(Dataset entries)
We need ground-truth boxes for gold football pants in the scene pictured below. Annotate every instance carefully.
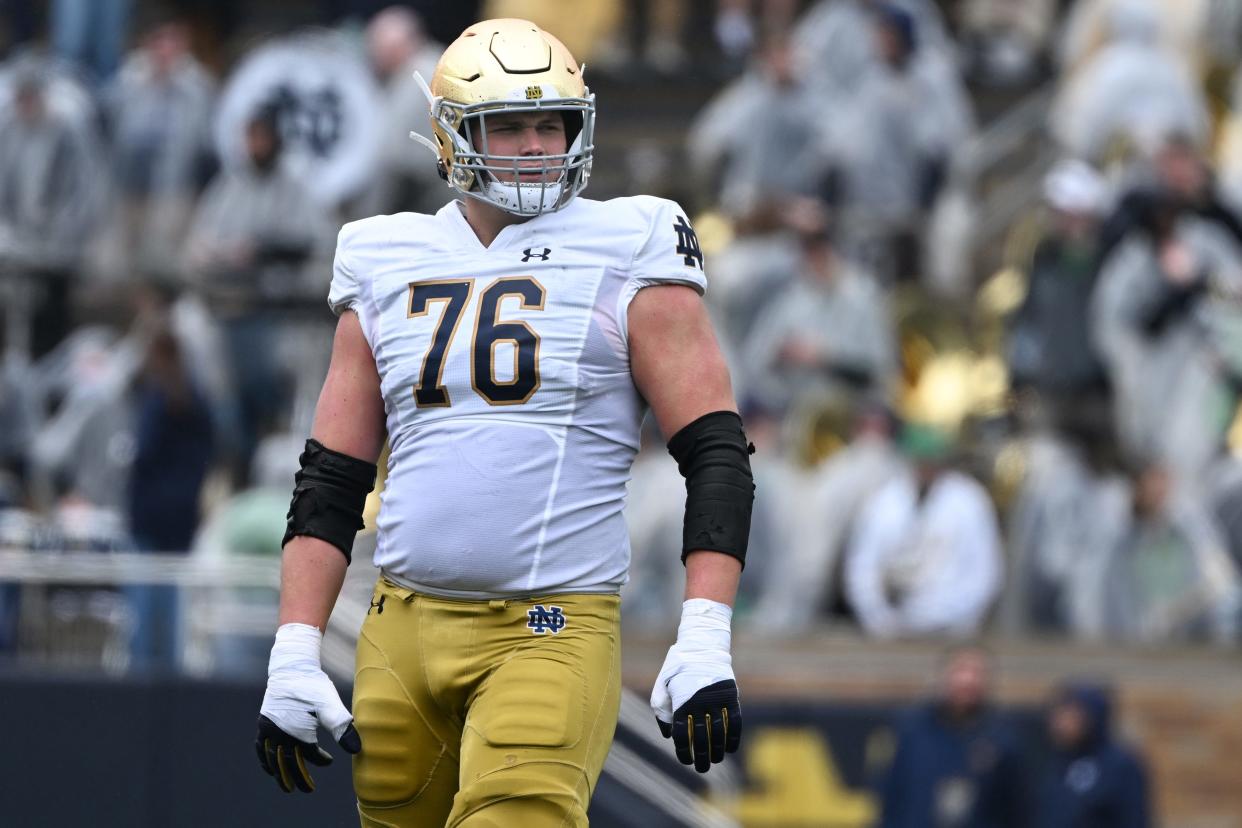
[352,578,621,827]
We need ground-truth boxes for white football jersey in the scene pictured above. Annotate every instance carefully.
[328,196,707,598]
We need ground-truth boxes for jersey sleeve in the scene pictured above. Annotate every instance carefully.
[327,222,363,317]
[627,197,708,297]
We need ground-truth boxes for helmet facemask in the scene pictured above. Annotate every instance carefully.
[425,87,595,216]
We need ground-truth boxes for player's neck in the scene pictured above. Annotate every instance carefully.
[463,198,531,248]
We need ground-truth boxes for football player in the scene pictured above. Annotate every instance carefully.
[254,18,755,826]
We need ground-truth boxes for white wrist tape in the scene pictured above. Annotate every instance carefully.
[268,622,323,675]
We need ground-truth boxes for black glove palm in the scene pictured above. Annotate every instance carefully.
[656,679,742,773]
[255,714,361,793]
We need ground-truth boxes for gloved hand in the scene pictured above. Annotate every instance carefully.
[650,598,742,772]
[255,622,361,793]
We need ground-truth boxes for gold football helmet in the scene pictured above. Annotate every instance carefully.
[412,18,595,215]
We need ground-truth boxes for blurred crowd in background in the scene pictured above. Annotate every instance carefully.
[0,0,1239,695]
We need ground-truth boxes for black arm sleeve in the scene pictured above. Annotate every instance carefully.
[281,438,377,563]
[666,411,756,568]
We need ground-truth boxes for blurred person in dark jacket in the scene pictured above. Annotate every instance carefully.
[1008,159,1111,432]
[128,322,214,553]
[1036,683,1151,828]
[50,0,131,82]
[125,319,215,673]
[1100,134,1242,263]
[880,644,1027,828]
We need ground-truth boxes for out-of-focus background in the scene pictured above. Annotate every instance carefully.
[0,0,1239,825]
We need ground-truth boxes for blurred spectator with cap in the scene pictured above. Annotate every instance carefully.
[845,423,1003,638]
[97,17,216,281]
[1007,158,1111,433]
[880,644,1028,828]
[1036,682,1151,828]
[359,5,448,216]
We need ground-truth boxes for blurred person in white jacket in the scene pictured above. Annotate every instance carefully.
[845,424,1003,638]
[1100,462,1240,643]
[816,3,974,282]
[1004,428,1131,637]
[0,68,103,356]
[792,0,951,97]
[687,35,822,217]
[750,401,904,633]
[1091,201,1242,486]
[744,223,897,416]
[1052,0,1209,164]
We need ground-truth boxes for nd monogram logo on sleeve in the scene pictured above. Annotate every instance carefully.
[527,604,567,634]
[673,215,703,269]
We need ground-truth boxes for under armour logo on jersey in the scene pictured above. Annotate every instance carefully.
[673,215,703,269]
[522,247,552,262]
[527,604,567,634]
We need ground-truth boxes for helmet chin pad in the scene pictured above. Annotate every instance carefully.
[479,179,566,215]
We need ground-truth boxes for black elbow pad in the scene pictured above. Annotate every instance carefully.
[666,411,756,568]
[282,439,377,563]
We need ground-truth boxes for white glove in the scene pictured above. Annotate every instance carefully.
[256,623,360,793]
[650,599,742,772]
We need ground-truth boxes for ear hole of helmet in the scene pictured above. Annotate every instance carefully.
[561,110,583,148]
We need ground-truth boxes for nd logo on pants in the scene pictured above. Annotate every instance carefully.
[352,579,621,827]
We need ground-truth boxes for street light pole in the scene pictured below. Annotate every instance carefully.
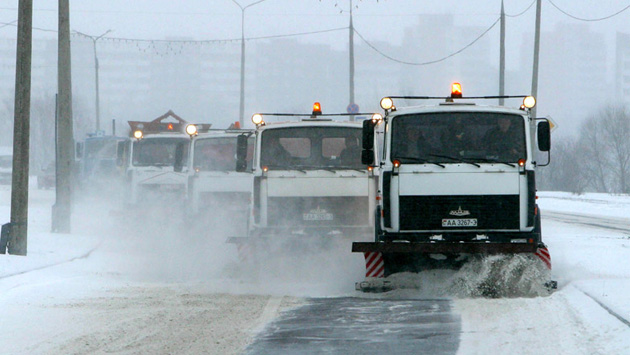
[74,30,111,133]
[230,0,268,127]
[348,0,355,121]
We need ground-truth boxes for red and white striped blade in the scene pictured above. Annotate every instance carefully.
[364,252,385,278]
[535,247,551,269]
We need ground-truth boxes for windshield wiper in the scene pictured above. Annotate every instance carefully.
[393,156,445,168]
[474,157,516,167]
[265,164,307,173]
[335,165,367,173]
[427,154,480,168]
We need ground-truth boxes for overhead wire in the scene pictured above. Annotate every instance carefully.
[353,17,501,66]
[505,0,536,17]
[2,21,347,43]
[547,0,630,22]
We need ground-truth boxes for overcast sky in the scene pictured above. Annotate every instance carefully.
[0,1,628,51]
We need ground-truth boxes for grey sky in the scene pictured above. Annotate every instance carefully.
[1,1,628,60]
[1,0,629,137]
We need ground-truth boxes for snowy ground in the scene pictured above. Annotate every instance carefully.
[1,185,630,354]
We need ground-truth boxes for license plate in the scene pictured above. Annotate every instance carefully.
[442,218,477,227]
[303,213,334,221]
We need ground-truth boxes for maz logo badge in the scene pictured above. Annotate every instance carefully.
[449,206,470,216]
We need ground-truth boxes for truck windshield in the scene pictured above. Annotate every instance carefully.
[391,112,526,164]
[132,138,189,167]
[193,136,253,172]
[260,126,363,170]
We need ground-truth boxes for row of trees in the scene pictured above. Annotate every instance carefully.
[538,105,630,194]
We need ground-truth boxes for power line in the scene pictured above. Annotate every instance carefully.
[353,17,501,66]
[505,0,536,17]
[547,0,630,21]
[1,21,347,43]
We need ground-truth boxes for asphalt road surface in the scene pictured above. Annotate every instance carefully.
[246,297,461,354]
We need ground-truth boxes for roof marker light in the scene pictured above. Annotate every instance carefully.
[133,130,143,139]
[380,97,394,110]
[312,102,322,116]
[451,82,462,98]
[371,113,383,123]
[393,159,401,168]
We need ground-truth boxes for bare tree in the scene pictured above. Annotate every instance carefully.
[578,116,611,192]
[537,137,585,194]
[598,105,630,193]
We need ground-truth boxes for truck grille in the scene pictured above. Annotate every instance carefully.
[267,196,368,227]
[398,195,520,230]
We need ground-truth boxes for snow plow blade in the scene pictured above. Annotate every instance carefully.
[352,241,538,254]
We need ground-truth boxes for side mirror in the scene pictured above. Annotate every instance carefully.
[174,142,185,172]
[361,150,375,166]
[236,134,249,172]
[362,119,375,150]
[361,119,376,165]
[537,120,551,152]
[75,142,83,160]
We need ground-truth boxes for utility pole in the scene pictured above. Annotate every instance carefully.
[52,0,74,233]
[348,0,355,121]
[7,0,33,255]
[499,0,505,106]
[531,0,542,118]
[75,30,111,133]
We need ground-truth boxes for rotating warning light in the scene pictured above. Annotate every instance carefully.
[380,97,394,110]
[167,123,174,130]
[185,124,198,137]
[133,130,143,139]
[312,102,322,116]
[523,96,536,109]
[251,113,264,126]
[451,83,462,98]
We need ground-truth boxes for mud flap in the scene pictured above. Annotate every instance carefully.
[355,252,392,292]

■ What is required ■
Return exactly the lines from the one containing "We need ground-truth boxes for snow plow" to the last line of the data, and nothing more.

■ Exercise response ■
We need ground-truth boxes for snow plow blade in the scene pictured above. Annotate every instance carefully.
[352,241,538,254]
We need ground-truth boxes for side mirror in the scene pictured above. Annotate every instance carefully.
[174,142,185,172]
[361,150,375,166]
[236,134,249,172]
[362,119,375,150]
[361,119,376,165]
[537,120,551,152]
[75,142,83,160]
We need ground-truth boxes for utility pole in the scene pictured above. Annotate every instance carefully.
[52,0,74,233]
[348,0,355,121]
[7,0,33,255]
[499,0,505,106]
[531,0,542,118]
[75,30,111,133]
We need ground-truth boxes for rotating warning light in the scene pictured above. Annotate every instance carefully.
[380,97,394,110]
[167,123,174,130]
[185,124,198,137]
[133,130,143,139]
[312,102,322,116]
[523,96,536,109]
[251,113,264,126]
[451,83,462,98]
We need ground-truth boxes for mud flap in the scene pictured above. Annotate every instance carefully.
[355,252,392,292]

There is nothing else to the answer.